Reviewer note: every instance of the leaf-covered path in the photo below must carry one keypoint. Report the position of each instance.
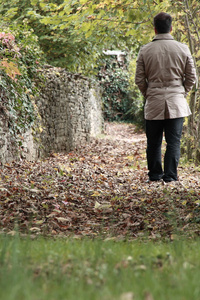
(98, 189)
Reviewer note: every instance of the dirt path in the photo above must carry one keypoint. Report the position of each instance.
(98, 189)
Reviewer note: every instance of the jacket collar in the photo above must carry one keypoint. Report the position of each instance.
(163, 36)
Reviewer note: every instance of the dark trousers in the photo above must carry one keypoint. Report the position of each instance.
(172, 128)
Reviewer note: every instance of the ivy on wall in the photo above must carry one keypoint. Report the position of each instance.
(20, 59)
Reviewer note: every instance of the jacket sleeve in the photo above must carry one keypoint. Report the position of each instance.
(140, 78)
(190, 73)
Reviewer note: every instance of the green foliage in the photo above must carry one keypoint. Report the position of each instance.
(94, 269)
(114, 80)
(20, 60)
(121, 98)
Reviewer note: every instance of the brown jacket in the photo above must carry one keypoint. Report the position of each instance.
(165, 73)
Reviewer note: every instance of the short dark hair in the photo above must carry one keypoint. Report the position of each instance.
(162, 22)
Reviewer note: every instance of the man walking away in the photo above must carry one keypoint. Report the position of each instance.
(165, 74)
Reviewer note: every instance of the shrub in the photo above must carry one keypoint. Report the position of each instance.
(20, 60)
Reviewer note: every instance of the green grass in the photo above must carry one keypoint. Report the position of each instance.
(94, 269)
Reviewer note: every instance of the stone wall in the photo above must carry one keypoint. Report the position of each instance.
(70, 110)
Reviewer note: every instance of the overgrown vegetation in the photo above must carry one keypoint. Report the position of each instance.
(20, 60)
(73, 34)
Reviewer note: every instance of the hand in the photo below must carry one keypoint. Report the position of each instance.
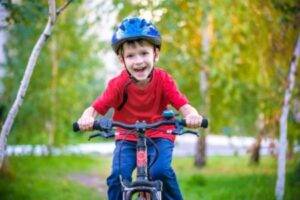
(193, 120)
(86, 123)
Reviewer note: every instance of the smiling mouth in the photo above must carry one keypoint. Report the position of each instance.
(140, 69)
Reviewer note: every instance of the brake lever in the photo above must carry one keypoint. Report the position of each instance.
(104, 134)
(191, 132)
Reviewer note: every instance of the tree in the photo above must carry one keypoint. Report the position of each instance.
(279, 191)
(53, 14)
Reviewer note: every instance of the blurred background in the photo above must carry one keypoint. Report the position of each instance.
(231, 59)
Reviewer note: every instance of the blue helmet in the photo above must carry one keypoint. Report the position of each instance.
(134, 28)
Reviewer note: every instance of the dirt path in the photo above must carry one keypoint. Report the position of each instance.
(91, 180)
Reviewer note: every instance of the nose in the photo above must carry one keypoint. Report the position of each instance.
(138, 60)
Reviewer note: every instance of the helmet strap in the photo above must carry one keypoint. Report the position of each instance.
(132, 77)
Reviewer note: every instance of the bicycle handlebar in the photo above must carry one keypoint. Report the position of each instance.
(105, 124)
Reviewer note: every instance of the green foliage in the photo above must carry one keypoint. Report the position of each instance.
(62, 84)
(48, 178)
(250, 46)
(223, 177)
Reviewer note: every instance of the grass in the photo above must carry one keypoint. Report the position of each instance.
(222, 178)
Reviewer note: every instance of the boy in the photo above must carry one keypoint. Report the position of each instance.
(140, 92)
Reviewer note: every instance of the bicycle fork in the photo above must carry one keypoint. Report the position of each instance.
(142, 184)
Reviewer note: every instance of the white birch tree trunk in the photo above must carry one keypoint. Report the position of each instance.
(279, 190)
(207, 34)
(3, 39)
(53, 13)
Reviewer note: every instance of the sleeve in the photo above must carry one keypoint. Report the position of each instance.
(109, 98)
(173, 95)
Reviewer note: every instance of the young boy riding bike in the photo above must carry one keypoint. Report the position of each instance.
(140, 92)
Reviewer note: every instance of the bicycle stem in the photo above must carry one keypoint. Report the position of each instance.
(141, 157)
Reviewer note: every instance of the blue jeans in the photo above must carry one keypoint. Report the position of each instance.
(124, 162)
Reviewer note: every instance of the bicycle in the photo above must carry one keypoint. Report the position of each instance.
(145, 188)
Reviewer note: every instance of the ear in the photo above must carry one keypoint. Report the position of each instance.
(121, 60)
(156, 54)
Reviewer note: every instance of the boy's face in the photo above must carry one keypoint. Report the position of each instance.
(139, 58)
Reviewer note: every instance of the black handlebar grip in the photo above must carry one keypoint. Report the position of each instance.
(76, 127)
(204, 123)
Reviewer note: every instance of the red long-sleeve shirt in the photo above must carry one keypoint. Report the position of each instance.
(146, 103)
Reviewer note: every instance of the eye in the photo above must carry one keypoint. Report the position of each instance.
(129, 56)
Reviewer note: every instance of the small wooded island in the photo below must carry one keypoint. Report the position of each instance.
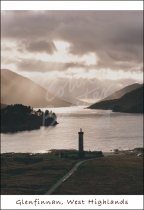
(18, 117)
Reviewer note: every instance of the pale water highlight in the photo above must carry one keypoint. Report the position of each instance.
(103, 130)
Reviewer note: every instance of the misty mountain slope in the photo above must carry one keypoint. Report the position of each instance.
(18, 89)
(131, 102)
(122, 92)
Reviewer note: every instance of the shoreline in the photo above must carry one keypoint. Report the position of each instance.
(25, 173)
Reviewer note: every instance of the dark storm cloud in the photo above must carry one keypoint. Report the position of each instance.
(115, 36)
(37, 65)
(41, 46)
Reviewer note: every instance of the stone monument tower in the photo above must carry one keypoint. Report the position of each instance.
(81, 147)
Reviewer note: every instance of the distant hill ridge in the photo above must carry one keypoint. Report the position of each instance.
(130, 102)
(16, 89)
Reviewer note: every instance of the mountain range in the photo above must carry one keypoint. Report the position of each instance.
(128, 99)
(16, 89)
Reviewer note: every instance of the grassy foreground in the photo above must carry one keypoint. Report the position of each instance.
(25, 174)
(120, 174)
(35, 174)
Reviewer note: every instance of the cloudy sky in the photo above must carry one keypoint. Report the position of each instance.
(100, 46)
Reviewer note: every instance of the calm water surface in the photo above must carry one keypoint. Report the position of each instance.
(103, 130)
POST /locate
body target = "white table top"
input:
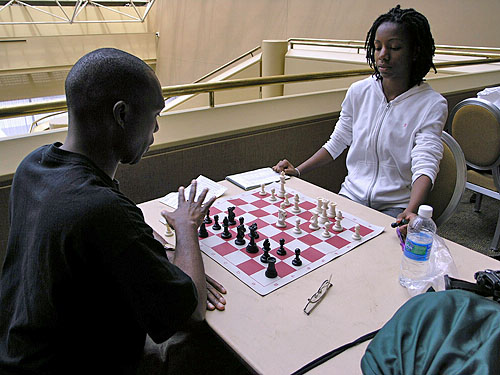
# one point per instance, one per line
(272, 333)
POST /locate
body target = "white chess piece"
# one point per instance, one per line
(319, 206)
(332, 210)
(273, 195)
(282, 192)
(296, 208)
(314, 222)
(326, 233)
(323, 217)
(338, 223)
(262, 189)
(297, 229)
(168, 230)
(356, 236)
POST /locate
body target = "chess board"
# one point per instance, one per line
(315, 249)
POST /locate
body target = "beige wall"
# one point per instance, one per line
(197, 36)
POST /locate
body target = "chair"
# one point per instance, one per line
(450, 181)
(475, 125)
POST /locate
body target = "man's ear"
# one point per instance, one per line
(120, 111)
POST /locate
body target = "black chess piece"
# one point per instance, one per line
(216, 225)
(207, 219)
(271, 268)
(231, 215)
(267, 247)
(203, 233)
(281, 251)
(240, 236)
(297, 261)
(252, 247)
(226, 234)
(253, 231)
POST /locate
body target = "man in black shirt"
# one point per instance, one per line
(84, 279)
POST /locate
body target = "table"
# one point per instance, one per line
(274, 336)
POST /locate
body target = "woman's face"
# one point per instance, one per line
(394, 54)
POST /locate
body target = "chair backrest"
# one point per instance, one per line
(450, 181)
(475, 125)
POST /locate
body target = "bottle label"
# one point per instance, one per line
(418, 248)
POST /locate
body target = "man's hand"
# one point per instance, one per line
(285, 165)
(214, 298)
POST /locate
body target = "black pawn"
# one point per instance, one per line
(281, 251)
(207, 219)
(297, 261)
(226, 234)
(271, 268)
(203, 233)
(267, 247)
(252, 247)
(216, 225)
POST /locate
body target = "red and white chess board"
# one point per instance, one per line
(315, 249)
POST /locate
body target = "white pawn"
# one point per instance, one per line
(332, 210)
(168, 230)
(326, 233)
(318, 207)
(262, 190)
(282, 192)
(323, 217)
(273, 194)
(297, 229)
(296, 208)
(314, 222)
(338, 223)
(356, 236)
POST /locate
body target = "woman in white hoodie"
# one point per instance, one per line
(391, 121)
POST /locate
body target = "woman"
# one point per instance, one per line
(391, 121)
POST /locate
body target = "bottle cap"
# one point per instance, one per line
(425, 211)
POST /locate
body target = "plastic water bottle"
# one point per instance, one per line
(418, 245)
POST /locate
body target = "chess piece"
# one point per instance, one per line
(266, 248)
(297, 229)
(252, 247)
(282, 192)
(319, 206)
(281, 251)
(326, 233)
(216, 225)
(273, 195)
(332, 210)
(240, 236)
(297, 261)
(356, 236)
(314, 222)
(296, 208)
(253, 231)
(281, 217)
(271, 268)
(231, 215)
(207, 219)
(338, 222)
(203, 233)
(226, 234)
(262, 191)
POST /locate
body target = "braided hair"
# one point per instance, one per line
(419, 32)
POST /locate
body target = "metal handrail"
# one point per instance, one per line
(210, 87)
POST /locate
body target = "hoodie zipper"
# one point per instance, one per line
(372, 185)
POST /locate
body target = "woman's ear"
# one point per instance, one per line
(120, 110)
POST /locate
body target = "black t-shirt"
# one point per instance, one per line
(84, 279)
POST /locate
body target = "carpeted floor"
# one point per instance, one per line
(473, 229)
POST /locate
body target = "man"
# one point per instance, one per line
(84, 278)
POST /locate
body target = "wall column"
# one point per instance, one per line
(273, 63)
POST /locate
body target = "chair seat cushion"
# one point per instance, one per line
(482, 179)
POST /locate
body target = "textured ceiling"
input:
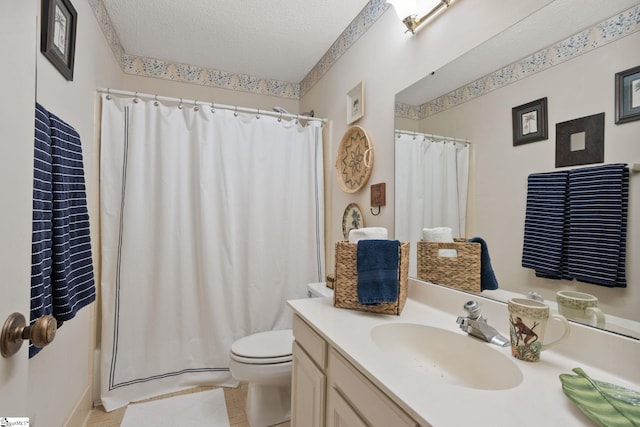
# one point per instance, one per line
(274, 39)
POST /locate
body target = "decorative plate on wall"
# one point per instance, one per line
(355, 160)
(352, 218)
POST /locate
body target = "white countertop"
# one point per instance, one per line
(537, 401)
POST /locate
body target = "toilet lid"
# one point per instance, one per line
(264, 347)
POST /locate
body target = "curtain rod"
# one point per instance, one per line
(195, 103)
(430, 135)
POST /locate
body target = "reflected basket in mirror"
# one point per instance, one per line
(345, 287)
(460, 272)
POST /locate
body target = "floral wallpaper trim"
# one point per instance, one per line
(365, 19)
(610, 30)
(167, 70)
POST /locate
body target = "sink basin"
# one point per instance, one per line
(444, 355)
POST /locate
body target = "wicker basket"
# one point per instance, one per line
(345, 288)
(461, 272)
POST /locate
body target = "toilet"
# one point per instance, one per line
(263, 361)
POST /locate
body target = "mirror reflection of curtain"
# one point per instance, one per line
(432, 179)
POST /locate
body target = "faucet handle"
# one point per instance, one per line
(473, 308)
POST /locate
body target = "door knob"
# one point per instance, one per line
(16, 330)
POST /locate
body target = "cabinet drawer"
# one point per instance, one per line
(313, 344)
(363, 396)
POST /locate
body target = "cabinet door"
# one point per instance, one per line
(371, 403)
(340, 413)
(308, 391)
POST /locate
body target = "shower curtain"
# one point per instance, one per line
(211, 220)
(431, 187)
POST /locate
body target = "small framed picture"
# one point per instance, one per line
(355, 104)
(628, 95)
(58, 34)
(530, 122)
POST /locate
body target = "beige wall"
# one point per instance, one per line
(576, 88)
(387, 60)
(384, 59)
(60, 375)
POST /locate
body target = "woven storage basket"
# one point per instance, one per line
(461, 272)
(345, 288)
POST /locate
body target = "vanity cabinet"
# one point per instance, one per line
(308, 380)
(327, 390)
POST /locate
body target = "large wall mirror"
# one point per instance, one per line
(567, 52)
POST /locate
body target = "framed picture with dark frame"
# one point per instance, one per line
(58, 35)
(530, 122)
(628, 95)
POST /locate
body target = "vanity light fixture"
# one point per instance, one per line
(408, 12)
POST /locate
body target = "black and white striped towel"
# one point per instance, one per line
(62, 280)
(544, 225)
(598, 205)
(576, 224)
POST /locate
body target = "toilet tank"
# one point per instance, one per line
(318, 290)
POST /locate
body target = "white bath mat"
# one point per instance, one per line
(205, 408)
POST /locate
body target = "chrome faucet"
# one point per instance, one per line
(475, 324)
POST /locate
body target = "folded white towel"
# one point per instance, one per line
(440, 235)
(368, 233)
(437, 235)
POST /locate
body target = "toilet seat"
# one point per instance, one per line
(264, 348)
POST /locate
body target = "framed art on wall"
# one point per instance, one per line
(529, 122)
(580, 141)
(355, 104)
(58, 35)
(628, 95)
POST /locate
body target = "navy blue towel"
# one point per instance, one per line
(576, 225)
(598, 204)
(487, 276)
(377, 265)
(62, 268)
(544, 224)
(41, 221)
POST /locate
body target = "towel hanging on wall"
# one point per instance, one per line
(576, 224)
(62, 280)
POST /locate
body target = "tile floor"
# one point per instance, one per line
(234, 397)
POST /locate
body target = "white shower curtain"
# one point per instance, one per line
(210, 221)
(432, 179)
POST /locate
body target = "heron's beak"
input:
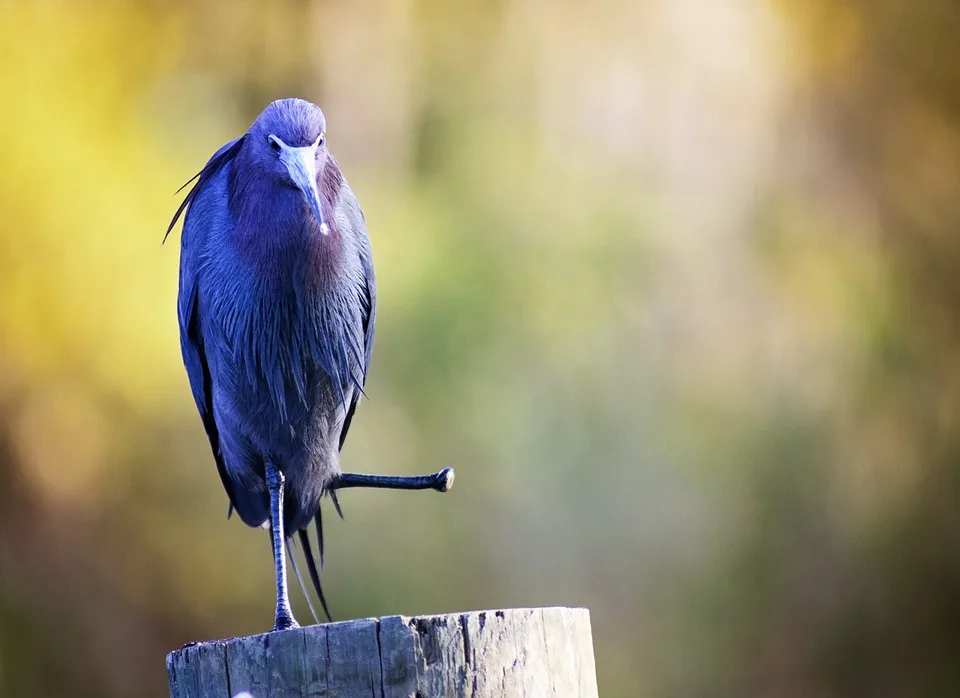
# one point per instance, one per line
(302, 166)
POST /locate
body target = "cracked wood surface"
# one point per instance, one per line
(514, 652)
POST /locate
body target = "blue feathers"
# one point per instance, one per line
(276, 317)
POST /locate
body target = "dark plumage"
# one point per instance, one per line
(276, 308)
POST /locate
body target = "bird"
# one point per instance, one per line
(276, 308)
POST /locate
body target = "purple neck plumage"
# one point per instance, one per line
(274, 222)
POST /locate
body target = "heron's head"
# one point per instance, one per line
(288, 141)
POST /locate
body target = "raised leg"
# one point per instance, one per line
(275, 481)
(441, 481)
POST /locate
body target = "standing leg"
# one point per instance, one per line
(275, 481)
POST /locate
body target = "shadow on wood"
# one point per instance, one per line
(514, 652)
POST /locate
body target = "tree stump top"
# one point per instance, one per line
(512, 652)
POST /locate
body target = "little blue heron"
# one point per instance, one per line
(276, 309)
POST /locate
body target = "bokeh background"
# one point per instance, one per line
(673, 284)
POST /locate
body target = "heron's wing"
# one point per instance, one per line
(188, 315)
(368, 301)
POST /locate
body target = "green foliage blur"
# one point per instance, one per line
(673, 285)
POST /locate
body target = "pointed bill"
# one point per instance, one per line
(302, 165)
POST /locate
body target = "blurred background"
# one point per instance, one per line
(673, 284)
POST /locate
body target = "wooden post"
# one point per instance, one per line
(516, 652)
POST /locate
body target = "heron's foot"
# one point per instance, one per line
(441, 481)
(285, 621)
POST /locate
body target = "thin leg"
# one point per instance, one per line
(441, 481)
(275, 482)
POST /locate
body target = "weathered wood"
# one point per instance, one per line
(514, 652)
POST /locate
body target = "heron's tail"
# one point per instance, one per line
(303, 588)
(312, 565)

# # # # #

YOUR GOAL. When a line in the material above holds the word "plumage", copy that line.

THE ANSWER.
body target = "dark plumage"
body target = "purple neck plumage"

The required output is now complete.